• Do this: Repeat, exactly and alone, every line from the line that contains "Indicate one point per instance of the metal" to the end of the entries.
** Start of Data **
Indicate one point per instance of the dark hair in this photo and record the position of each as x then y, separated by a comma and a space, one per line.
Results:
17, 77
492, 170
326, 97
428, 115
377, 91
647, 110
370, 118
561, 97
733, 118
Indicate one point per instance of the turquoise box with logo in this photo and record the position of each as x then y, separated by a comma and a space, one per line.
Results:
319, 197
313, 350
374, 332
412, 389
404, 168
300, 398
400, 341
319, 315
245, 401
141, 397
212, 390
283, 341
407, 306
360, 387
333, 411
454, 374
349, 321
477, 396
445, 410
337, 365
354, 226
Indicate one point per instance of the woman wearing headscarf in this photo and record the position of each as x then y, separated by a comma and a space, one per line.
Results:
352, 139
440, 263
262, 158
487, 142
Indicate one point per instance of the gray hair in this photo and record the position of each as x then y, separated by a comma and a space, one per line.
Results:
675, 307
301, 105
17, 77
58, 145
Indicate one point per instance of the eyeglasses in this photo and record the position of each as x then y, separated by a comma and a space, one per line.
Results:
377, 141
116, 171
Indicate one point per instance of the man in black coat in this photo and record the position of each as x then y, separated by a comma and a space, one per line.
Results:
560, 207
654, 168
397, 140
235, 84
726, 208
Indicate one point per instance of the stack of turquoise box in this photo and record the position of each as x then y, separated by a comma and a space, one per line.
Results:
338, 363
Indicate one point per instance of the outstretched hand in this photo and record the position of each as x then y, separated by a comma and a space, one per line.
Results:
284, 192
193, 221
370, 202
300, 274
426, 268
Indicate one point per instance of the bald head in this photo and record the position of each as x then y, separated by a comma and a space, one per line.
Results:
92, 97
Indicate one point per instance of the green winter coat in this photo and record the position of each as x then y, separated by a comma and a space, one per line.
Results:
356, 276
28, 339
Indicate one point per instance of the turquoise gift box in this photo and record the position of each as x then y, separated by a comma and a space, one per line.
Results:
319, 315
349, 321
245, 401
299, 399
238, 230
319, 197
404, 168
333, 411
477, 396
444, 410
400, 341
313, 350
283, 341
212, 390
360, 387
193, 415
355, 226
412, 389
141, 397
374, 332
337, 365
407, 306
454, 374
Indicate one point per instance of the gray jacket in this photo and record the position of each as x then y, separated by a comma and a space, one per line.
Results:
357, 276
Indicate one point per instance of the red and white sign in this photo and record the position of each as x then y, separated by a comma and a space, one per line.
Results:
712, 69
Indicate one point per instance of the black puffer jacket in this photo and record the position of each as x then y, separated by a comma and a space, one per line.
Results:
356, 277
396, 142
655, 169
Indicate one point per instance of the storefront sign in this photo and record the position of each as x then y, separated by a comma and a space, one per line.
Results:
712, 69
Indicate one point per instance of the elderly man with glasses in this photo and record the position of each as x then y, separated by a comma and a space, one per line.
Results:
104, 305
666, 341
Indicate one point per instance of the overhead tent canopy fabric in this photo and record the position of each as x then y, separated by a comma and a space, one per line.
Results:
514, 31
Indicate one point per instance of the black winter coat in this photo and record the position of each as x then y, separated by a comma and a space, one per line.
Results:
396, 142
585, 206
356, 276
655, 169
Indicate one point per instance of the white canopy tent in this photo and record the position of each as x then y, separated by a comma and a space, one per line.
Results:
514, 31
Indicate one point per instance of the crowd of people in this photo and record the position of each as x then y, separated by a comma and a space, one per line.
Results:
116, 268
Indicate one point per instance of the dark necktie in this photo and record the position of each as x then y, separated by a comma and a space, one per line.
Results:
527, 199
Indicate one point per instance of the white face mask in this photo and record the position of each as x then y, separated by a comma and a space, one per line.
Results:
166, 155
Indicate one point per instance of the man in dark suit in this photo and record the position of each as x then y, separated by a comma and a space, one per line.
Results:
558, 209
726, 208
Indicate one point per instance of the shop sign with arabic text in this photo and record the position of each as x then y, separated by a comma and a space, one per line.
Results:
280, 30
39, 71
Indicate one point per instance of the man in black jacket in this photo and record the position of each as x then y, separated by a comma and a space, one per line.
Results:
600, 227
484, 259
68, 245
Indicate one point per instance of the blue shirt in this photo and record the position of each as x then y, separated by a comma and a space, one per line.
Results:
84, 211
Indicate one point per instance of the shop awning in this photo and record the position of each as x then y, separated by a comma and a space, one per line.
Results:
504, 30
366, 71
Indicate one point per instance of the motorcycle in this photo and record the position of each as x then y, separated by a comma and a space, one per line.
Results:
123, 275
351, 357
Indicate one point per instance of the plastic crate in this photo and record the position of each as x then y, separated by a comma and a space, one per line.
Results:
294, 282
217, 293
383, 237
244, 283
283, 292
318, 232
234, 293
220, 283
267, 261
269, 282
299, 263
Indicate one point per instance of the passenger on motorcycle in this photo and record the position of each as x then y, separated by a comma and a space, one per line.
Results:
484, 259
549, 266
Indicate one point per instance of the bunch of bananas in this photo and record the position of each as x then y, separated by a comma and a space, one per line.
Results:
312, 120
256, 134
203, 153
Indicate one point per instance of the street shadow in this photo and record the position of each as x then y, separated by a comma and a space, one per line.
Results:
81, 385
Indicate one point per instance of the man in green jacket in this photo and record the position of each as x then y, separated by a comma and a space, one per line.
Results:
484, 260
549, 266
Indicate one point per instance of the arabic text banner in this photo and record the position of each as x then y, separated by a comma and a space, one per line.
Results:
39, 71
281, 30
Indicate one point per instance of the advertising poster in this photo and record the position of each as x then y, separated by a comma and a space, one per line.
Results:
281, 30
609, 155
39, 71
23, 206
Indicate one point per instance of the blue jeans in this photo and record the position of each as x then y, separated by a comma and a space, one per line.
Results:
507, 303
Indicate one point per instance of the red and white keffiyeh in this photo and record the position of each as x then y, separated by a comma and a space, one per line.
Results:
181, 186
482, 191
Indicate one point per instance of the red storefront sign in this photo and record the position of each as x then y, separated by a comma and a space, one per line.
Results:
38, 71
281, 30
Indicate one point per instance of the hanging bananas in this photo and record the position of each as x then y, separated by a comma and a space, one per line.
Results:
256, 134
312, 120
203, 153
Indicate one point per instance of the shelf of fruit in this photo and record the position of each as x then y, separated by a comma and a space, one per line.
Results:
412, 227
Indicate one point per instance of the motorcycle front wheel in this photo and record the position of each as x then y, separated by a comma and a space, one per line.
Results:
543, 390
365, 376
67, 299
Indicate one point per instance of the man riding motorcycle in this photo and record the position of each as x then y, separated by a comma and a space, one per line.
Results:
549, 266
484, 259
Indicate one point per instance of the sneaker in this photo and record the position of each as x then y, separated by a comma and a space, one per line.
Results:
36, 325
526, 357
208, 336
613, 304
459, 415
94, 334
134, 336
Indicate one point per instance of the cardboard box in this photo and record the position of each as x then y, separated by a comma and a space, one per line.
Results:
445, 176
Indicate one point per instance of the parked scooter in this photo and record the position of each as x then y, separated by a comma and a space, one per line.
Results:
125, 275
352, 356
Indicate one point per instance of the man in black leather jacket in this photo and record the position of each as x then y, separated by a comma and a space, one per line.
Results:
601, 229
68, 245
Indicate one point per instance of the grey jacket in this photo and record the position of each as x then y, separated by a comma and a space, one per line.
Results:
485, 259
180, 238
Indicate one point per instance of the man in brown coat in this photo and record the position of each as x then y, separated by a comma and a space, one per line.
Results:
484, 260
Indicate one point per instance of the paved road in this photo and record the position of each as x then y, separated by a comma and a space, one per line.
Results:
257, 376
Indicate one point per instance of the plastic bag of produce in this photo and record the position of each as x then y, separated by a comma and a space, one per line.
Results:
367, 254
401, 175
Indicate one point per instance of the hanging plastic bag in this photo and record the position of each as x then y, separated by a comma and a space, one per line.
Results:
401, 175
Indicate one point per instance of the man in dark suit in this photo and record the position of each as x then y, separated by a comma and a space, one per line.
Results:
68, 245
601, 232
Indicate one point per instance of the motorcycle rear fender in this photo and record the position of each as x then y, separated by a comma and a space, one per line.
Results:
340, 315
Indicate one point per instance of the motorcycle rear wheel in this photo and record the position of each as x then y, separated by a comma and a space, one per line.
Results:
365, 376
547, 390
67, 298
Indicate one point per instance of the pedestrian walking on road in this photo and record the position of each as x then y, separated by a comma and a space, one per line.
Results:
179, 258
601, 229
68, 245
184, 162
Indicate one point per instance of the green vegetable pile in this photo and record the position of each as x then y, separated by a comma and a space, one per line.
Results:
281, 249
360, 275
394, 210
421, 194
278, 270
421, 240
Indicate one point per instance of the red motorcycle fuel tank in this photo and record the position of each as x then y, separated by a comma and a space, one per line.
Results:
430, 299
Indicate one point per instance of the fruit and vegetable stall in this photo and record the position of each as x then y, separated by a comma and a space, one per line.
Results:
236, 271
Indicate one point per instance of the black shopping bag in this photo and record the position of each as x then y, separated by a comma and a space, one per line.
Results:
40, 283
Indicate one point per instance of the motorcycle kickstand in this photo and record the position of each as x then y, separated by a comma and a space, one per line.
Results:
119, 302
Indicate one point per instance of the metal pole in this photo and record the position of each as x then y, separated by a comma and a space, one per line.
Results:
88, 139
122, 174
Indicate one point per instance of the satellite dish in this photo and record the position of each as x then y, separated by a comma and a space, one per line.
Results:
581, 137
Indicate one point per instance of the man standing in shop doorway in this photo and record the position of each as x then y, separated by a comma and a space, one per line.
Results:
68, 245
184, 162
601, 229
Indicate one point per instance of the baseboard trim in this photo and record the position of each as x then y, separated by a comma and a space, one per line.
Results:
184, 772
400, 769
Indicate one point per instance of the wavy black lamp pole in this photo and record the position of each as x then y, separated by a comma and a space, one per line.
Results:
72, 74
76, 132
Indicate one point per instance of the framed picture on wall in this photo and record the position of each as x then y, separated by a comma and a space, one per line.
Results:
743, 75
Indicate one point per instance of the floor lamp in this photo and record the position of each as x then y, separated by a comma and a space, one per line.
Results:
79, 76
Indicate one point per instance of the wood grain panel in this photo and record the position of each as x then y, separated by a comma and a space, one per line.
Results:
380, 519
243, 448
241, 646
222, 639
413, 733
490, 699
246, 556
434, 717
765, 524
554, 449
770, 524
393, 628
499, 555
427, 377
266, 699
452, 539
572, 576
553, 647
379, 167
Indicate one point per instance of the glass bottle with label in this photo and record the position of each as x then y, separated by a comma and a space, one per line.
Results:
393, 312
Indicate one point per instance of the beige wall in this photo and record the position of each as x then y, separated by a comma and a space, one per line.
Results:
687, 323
** End of Data **
• Task output:
Indicate one point per instance of the metal pole in this photo and record the position of each as x then y, separated by a comma and a space, one per line.
Results:
88, 139
122, 174
Indicate one point per instance of the satellite dish in this photo and record the position of each as x then y, separated by a comma and a space, one per line.
Results:
581, 137
Indicate one point per instance of the man standing in shop doorway in this photo and record the position of each as x then y, separated by a comma and a space, one per line.
Results:
68, 245
184, 162
601, 229
Indicate one point per instance of the baseboard trim in this photo and record the position of each as x then y, separated by a comma and a space, one per line.
Results:
184, 772
400, 769
Indicate one point per instance of the wavy black lamp pole in this photo and record the position of each as x then y, separated by a comma and a space, one per line.
Results:
72, 74
76, 132
Indicate one point per instance of the framed picture on wall in this photo and record the position of each as x then y, separated by a comma and a space, one per line.
Results:
743, 75
Indicate one point per instance of the floor lamp in this photo and record the position of each as x then y, separated by a comma and a space, one per line.
Results:
79, 76
Indicate one point per instance of the wood grain panel in this photo and record the position of each as x then y, separated by a comma and a space, one per line.
Results:
380, 519
243, 448
241, 646
222, 639
413, 733
490, 699
246, 556
434, 717
765, 524
554, 449
770, 524
393, 628
499, 555
427, 377
266, 699
452, 539
572, 576
553, 647
379, 167
Indicate one point per instance of the glass bottle with label in this photo and record the position of each as x then y, separated by a comma and a space, one per line.
Results:
393, 312
Indicate one point per instance of the beige wall in this photo and record the position of each as x then y, separated by a comma and a space, one per line.
Results:
687, 323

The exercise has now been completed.